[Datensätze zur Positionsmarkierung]
....

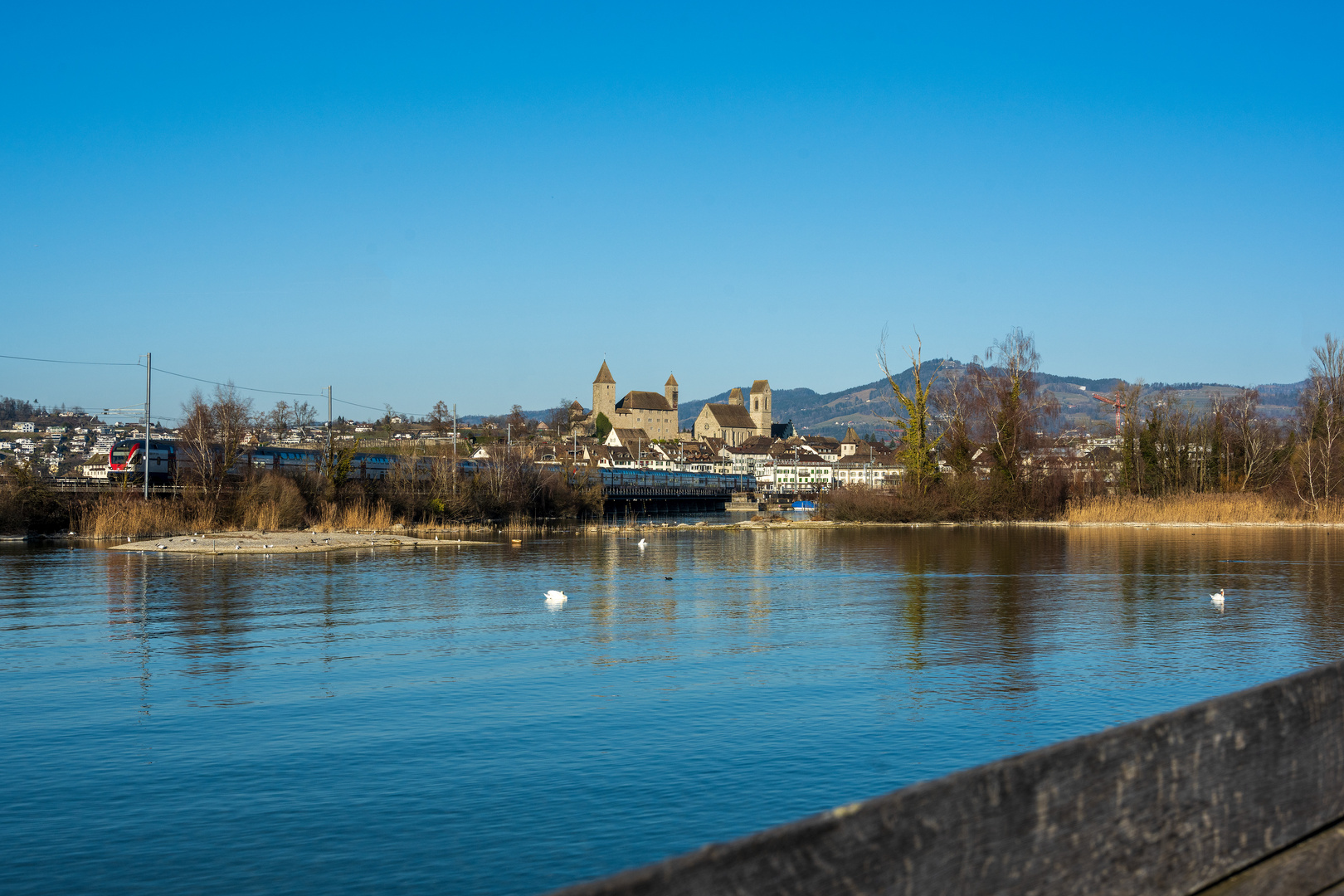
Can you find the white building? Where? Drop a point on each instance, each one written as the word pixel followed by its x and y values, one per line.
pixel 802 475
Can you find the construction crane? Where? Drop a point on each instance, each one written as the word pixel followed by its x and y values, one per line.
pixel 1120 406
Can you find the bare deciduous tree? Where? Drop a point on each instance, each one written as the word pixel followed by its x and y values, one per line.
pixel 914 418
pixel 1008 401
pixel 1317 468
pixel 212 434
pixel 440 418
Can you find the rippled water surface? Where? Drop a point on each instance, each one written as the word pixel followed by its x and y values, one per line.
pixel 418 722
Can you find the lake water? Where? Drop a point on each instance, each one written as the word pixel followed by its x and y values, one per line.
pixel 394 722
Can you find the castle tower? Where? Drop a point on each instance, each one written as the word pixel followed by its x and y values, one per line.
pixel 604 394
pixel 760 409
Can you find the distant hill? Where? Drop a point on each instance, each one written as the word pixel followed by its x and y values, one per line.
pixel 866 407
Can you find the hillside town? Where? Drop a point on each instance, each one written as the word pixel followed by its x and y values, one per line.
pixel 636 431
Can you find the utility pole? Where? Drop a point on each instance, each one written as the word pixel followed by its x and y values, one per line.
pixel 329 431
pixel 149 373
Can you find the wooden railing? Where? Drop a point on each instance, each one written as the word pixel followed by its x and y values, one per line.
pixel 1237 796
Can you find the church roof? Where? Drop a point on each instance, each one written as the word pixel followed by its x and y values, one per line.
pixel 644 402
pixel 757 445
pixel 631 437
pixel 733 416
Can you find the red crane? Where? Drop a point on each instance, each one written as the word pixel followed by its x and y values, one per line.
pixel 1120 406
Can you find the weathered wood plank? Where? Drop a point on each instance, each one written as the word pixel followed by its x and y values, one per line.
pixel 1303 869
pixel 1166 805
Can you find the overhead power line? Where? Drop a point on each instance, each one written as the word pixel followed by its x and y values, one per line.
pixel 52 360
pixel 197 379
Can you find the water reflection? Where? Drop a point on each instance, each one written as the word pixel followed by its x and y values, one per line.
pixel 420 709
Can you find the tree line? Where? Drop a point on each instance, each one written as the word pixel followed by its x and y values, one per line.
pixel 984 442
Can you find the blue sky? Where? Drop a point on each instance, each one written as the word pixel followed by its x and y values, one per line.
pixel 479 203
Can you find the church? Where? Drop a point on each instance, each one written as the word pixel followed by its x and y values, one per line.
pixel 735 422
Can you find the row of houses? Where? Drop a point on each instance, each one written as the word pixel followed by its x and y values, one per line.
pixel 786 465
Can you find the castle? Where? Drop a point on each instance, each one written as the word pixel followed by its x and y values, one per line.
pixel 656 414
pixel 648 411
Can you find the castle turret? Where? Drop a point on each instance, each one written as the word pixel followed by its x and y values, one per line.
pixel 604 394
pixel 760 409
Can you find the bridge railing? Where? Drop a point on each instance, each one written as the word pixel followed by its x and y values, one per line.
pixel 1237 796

....

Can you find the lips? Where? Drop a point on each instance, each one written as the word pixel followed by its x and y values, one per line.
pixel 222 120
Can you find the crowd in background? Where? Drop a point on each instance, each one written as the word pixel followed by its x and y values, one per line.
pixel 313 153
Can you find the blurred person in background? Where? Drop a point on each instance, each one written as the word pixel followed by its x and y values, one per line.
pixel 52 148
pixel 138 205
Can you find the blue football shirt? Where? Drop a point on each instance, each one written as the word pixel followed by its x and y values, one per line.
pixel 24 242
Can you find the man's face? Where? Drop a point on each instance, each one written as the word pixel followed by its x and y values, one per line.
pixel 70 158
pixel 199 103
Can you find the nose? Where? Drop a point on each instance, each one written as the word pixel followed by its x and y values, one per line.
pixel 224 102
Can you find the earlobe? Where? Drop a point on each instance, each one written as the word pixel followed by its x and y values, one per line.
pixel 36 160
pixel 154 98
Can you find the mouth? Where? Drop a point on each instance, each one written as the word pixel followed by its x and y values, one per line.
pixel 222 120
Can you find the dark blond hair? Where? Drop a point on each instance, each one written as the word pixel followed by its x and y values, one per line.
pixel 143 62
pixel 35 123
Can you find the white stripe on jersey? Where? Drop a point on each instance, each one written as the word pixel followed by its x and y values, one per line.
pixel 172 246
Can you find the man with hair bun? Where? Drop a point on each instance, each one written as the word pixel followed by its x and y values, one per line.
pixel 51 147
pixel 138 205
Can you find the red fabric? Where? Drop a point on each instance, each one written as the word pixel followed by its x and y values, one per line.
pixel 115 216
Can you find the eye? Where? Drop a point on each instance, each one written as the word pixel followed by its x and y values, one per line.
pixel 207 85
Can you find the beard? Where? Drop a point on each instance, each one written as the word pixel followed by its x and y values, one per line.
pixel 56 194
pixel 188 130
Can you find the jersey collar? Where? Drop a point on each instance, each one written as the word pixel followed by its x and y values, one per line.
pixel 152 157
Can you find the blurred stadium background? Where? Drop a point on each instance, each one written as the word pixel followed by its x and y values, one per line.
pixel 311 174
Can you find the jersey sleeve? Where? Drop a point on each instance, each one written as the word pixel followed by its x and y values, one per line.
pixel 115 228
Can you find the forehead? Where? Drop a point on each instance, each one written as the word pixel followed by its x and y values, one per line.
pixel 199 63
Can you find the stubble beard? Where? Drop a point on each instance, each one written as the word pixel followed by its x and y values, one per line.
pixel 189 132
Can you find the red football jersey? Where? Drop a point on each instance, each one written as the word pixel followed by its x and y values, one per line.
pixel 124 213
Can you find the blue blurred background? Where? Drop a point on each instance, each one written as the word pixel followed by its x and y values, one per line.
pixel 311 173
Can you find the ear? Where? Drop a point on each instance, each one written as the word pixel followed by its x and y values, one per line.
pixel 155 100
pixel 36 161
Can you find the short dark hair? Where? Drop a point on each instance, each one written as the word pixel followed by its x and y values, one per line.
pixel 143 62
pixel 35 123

....

• Gestellte Aufgabe:
Schreibe die Zeilen von der Zeile mit „Can you find the lake“ bis zur Zeile mit „pixel 733 416“ wortgetreu ab, beide eingeschlossen.

• Vollständige Antwort:
Can you find the lake water? Where? Drop a point on each instance, each one written as the word pixel followed by its x and y values, one per line.
pixel 394 722
Can you find the castle tower? Where? Drop a point on each instance, each one written as the word pixel followed by its x and y values, one per line.
pixel 604 394
pixel 760 409
Can you find the distant hill? Where? Drop a point on each instance, each one written as the word pixel followed by its x and y values, one per line.
pixel 866 407
Can you find the hillside town? Where? Drop a point on each instance, each one written as the word pixel followed by its x and y values, one per line.
pixel 636 431
Can you find the utility pole? Where? Drop a point on each instance, each one written as the word pixel followed by its x and y values, one per line.
pixel 329 431
pixel 149 373
Can you find the wooden railing? Where? Drop a point on each instance, each one written as the word pixel followed by its x and y values, one per line.
pixel 1237 796
Can you find the church roof? Where? Drop a point on each instance, each one written as the word pixel followed by its x and y values, one per line.
pixel 644 402
pixel 757 445
pixel 631 437
pixel 733 416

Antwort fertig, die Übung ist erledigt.